> DATA LINES
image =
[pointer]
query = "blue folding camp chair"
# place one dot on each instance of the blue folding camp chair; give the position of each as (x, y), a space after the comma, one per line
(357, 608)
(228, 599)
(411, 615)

> PROBLEM
Can you write out every one of these rows again, requests included, but shift the answer coordinates by adding 21 to both the x and y values?

> REPLY
image =
[pointer]
query = "blue folding camp chair"
# place one dot on each instance of the blue folding camp chair; give the position of each as (x, y), a space after the comma, one per line
(378, 629)
(249, 620)
(432, 636)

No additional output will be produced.